Exercise data:

-=-=-

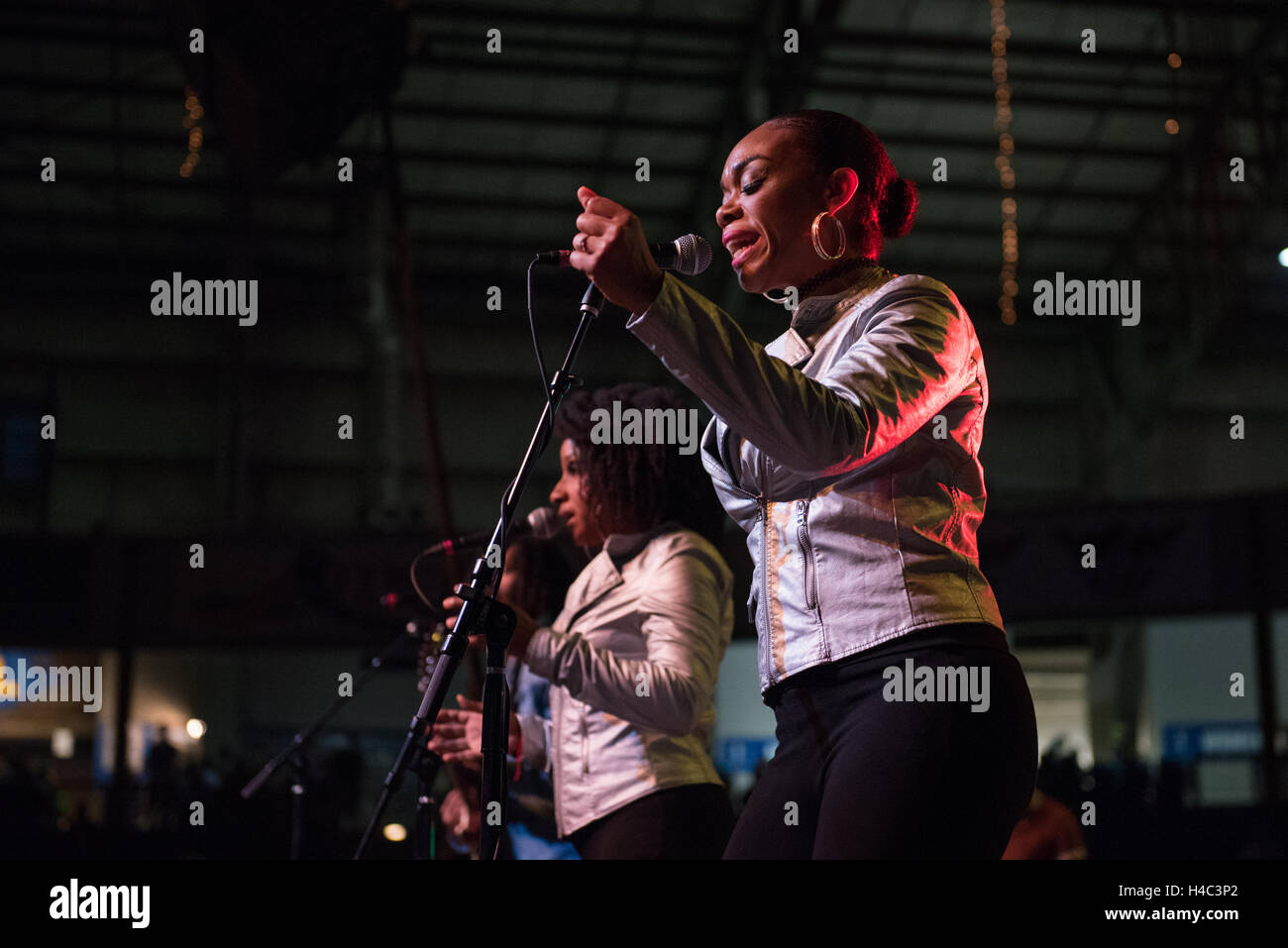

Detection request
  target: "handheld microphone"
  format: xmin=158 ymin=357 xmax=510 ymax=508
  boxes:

-=-=-

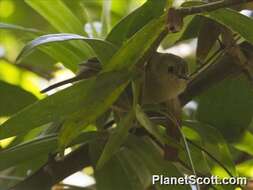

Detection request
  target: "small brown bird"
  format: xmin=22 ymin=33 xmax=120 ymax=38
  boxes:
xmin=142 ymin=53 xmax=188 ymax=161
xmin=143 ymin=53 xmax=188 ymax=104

-=-=-

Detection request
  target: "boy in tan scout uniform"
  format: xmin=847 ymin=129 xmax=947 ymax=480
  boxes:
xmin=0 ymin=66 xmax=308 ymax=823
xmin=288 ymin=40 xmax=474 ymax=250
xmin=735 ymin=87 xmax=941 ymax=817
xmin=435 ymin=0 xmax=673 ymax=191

-=-=-

Exercise aim: Count the lines in the rows above that contain the word "target". Reply with the number alone.

Expected answer: 3